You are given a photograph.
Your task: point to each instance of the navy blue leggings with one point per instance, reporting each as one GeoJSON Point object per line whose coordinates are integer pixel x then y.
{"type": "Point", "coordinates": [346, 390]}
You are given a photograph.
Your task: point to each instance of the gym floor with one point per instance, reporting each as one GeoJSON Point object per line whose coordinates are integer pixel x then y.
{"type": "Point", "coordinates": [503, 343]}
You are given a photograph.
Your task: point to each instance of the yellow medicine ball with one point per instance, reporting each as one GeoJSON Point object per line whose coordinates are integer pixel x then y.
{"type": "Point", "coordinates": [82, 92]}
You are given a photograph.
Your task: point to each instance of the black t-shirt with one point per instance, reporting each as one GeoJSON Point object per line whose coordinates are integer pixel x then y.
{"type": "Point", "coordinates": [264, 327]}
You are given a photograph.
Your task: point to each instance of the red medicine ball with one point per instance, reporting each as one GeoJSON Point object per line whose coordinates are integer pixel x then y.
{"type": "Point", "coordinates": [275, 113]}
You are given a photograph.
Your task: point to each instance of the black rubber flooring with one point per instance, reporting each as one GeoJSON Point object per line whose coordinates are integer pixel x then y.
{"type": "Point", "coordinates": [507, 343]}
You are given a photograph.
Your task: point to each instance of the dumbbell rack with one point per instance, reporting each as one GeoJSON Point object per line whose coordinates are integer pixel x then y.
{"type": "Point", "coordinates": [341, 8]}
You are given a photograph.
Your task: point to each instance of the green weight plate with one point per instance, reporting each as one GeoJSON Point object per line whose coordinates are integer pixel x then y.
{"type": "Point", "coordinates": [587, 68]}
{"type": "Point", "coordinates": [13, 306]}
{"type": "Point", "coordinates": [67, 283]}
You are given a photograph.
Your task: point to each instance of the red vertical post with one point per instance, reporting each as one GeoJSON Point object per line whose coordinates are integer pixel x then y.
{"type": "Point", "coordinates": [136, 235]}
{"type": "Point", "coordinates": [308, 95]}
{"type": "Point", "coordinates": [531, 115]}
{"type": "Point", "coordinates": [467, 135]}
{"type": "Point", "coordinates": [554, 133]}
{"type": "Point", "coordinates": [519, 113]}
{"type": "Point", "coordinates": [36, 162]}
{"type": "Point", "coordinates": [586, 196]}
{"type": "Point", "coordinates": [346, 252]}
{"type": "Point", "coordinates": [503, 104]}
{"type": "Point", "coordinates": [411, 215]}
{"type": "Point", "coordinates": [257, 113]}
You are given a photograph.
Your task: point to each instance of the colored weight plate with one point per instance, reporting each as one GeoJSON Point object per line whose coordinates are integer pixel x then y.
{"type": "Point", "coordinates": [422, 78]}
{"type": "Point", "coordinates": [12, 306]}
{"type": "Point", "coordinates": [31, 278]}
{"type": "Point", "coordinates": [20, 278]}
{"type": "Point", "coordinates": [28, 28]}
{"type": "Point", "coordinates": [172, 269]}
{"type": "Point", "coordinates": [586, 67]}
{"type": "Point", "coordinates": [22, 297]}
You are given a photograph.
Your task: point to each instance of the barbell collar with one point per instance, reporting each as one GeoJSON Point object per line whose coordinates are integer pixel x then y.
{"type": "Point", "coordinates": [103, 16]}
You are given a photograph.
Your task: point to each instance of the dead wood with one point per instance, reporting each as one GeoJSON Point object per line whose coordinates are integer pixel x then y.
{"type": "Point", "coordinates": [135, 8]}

=====

_EXERCISE GOAL_
Restate all entries above verbatim.

_WORKED SOLUTION_
You are given a photograph.
Your task: point to each instance of the navy blue leggings with one point per instance, reporting each as one GeoJSON Point object per line whose coordinates are integer pixel x then y.
{"type": "Point", "coordinates": [346, 390]}
You are given a photograph.
Your task: point to each instance of the gym floor with one point per instance, reporting each as one GeoJSON Point object per line whose coordinates are integer pixel x then y.
{"type": "Point", "coordinates": [503, 343]}
You are given a photograph.
Your task: point to each instance of the yellow medicine ball with one point per instance, reporting each as one GeoJSON Point object per line whose coordinates are integer pixel x then y.
{"type": "Point", "coordinates": [82, 92]}
You are given a photograph.
Your task: point to each instance of the black t-shirt with one point per instance, reporting each as one GeoJSON Point object per line whose coordinates are integer pixel x then y.
{"type": "Point", "coordinates": [264, 327]}
You are given a photograph.
Your task: point to each instance of the red medicine ball with one point per instance, reporting each as one GeoJSON Point object per line whose coordinates are integer pixel x then y.
{"type": "Point", "coordinates": [275, 113]}
You are given a photograph.
Your task: point to each instance of the black rubber flooring with one point per instance, reporting each as one GeoJSON Point object per line whose coordinates are integer pixel x then y.
{"type": "Point", "coordinates": [507, 343]}
You are given a photograph.
Your task: point to each instance of the dumbbell rack with one point per instance, reporting each as one GeoJSON Point object per line whose coordinates are integer pixel x then y.
{"type": "Point", "coordinates": [341, 8]}
You are given a photograph.
Your task: point to each instance of the green weight plate with one point per instance, reporting each as one GeoJSON Point object per line whose coordinates are integer pixel x then y.
{"type": "Point", "coordinates": [587, 68]}
{"type": "Point", "coordinates": [13, 306]}
{"type": "Point", "coordinates": [67, 283]}
You are given a photograph.
Your task: point to each instance of the red vertical post with one point per instance, reporting each as one GeoJSON Point object per line whose coordinates are integer pixel x then y.
{"type": "Point", "coordinates": [136, 235]}
{"type": "Point", "coordinates": [308, 95]}
{"type": "Point", "coordinates": [531, 115]}
{"type": "Point", "coordinates": [467, 135]}
{"type": "Point", "coordinates": [554, 133]}
{"type": "Point", "coordinates": [519, 113]}
{"type": "Point", "coordinates": [36, 162]}
{"type": "Point", "coordinates": [586, 196]}
{"type": "Point", "coordinates": [346, 252]}
{"type": "Point", "coordinates": [503, 104]}
{"type": "Point", "coordinates": [411, 215]}
{"type": "Point", "coordinates": [257, 113]}
You are given a photograph.
Your task: point to each instance of the colored weight plate with one point per instance, reporting each as one GeoJSON Point object per line whose coordinates are integer pixel x then y.
{"type": "Point", "coordinates": [422, 78]}
{"type": "Point", "coordinates": [12, 306]}
{"type": "Point", "coordinates": [31, 278]}
{"type": "Point", "coordinates": [20, 278]}
{"type": "Point", "coordinates": [28, 28]}
{"type": "Point", "coordinates": [172, 269]}
{"type": "Point", "coordinates": [586, 67]}
{"type": "Point", "coordinates": [22, 297]}
You are given a photograph.
Your task: point to each instance of the barbell collar with one point per instance, reporting each as one GeoJSON Point object per line whose coordinates are integer pixel x then y.
{"type": "Point", "coordinates": [103, 16]}
You are given a photograph.
Your task: point to each instance of the dead wood with one point per instance, reporting each as one GeoJSON Point object per line whose coordinates are integer pixel x then y.
{"type": "Point", "coordinates": [135, 8]}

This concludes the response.